## BEGIN

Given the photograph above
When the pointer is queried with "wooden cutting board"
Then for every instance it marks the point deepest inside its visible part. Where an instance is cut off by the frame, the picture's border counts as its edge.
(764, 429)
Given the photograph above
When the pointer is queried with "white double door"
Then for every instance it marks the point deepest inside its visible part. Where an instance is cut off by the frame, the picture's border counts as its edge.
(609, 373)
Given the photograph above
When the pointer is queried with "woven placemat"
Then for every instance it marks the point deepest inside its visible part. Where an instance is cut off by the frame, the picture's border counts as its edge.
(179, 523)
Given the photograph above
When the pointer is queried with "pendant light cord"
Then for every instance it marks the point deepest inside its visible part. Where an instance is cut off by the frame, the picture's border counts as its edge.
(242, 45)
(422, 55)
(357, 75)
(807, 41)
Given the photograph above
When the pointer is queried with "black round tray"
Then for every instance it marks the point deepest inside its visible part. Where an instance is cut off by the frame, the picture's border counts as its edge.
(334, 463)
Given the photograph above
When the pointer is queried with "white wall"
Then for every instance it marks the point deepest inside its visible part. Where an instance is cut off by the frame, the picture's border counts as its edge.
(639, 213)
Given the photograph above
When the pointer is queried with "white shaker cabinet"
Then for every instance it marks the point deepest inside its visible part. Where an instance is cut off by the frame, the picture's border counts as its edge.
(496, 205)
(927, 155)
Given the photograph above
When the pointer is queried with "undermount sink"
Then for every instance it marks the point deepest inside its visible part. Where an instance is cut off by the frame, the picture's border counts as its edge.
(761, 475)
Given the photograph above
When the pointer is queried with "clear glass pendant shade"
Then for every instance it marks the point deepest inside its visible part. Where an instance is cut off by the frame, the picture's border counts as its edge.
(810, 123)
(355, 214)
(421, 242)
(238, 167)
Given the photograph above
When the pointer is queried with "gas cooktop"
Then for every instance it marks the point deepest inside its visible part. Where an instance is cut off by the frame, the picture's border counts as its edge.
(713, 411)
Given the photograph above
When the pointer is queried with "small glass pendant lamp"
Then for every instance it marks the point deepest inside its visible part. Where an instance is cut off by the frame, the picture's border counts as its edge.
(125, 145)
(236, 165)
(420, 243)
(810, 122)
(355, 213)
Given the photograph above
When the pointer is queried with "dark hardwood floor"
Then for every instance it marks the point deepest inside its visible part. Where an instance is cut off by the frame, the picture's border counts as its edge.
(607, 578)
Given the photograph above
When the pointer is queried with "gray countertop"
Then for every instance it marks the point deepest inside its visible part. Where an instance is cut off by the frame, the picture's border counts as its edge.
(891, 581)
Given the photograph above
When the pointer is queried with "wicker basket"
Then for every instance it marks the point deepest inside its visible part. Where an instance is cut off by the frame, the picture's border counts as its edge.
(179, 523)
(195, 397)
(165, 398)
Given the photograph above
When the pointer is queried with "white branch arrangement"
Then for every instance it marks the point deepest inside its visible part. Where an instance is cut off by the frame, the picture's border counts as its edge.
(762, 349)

## END
## BEGIN

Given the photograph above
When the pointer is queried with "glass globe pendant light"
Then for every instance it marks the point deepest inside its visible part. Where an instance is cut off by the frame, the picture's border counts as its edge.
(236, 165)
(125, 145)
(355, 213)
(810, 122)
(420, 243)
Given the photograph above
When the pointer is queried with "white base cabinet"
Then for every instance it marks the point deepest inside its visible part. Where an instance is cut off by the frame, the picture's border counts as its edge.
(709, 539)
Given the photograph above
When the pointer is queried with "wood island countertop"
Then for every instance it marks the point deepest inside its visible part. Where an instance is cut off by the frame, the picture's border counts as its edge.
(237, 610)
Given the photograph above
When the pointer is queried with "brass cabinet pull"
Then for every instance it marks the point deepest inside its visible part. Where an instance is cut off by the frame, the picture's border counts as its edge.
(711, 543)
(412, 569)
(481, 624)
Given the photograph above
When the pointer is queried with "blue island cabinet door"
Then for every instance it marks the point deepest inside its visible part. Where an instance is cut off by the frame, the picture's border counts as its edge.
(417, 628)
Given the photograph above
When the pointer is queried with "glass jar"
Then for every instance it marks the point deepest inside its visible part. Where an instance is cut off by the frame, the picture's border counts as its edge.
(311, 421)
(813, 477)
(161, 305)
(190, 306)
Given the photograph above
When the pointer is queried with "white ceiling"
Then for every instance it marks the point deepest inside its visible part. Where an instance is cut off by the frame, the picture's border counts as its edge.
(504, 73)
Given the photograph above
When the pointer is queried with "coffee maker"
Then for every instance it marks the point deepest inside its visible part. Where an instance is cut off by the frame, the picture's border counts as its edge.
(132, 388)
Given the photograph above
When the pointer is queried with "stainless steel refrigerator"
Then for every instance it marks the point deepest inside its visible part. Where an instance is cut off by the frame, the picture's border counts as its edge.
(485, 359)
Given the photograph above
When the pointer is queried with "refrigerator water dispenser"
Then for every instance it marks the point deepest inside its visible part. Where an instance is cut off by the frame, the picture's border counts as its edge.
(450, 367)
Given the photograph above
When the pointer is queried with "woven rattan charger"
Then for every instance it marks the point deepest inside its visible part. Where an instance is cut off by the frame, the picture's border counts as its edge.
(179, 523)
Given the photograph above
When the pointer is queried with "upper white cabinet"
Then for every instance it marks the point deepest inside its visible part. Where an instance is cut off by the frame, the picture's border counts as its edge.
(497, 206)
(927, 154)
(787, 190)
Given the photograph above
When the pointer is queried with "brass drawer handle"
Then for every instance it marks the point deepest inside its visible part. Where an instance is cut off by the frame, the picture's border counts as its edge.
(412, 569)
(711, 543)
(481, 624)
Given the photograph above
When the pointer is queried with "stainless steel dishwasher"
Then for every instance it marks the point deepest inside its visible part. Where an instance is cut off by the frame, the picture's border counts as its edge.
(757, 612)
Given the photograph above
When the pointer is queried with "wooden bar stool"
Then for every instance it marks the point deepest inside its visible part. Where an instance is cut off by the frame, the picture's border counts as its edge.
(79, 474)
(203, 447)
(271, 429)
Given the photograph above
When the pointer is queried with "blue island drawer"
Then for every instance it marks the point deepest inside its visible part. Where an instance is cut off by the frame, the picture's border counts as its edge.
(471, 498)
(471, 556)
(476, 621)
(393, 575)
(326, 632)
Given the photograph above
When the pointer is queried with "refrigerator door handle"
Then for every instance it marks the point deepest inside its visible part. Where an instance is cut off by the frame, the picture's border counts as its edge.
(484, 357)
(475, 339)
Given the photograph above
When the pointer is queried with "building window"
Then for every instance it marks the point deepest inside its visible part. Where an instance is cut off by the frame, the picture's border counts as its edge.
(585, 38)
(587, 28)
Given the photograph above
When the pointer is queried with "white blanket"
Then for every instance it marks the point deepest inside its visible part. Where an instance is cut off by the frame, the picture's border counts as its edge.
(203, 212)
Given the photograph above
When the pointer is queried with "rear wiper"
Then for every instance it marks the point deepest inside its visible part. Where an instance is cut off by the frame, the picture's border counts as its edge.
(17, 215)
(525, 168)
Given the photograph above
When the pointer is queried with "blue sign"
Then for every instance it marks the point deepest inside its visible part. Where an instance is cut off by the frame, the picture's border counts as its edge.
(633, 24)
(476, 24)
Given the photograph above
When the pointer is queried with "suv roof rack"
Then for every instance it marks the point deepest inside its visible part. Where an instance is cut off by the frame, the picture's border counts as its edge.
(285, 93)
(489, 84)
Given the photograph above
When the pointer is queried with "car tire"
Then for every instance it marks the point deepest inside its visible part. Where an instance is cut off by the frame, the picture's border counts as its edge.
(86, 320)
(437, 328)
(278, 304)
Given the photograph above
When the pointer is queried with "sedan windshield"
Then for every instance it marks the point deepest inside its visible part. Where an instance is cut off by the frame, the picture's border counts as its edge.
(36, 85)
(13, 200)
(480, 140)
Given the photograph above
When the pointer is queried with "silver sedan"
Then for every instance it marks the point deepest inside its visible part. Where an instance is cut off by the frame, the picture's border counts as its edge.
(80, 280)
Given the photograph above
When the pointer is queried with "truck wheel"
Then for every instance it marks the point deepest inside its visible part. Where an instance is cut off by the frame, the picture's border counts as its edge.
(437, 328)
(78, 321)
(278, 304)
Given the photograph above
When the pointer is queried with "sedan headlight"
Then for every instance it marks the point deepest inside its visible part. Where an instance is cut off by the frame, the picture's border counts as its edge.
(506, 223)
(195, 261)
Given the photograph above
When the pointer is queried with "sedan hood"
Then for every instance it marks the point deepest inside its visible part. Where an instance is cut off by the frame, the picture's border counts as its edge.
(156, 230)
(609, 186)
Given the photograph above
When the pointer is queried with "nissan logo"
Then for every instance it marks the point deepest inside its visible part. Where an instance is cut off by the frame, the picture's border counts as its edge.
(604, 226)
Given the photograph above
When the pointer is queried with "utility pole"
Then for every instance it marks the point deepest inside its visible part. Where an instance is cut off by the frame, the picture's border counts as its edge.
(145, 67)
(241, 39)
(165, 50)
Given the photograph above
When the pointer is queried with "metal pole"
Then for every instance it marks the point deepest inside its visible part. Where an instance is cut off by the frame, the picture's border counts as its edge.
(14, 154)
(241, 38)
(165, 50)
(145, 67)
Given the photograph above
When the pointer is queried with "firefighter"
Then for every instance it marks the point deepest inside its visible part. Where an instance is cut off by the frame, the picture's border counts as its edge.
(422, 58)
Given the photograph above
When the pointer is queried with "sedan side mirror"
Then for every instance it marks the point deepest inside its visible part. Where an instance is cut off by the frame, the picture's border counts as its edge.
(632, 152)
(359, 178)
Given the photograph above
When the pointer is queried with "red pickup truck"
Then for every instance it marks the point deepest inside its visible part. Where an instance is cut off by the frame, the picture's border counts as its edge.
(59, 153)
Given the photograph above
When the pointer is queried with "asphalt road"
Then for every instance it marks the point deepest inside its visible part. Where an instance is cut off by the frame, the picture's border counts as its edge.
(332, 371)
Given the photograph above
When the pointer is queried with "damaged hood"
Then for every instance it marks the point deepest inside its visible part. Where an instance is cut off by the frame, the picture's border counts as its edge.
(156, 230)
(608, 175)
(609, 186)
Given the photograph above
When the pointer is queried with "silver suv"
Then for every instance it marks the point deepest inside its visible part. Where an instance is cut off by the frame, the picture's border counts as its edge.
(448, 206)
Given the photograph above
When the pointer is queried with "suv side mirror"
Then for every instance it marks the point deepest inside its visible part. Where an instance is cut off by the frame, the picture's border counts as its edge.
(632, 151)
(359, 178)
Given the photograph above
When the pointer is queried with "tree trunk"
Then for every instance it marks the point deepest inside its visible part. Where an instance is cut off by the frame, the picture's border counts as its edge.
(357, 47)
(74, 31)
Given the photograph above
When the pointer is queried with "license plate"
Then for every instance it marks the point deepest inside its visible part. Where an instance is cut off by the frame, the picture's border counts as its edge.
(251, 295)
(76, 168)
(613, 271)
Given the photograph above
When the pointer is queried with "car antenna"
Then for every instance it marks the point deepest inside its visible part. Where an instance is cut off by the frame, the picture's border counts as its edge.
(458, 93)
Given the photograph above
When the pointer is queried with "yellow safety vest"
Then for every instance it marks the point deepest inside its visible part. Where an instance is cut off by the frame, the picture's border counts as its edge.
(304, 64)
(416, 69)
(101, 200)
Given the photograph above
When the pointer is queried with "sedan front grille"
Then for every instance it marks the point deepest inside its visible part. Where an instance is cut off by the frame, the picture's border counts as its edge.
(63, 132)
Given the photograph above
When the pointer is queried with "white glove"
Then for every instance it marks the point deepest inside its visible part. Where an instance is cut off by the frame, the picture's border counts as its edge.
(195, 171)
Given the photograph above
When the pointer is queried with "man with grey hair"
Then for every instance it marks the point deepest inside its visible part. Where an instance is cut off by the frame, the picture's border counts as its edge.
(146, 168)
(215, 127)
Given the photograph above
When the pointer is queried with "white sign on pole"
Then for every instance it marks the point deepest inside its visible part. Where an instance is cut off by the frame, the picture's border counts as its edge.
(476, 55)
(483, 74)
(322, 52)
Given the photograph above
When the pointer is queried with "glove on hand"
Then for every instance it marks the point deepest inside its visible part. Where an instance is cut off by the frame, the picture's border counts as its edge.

## END

Task to carry out: Which lines in the records above contain the string "woven"? Show each of those lines in full.

Output of the exercise:
When the pointer is queried with "woven placemat"
When the pointer is queried with "woven rattan charger"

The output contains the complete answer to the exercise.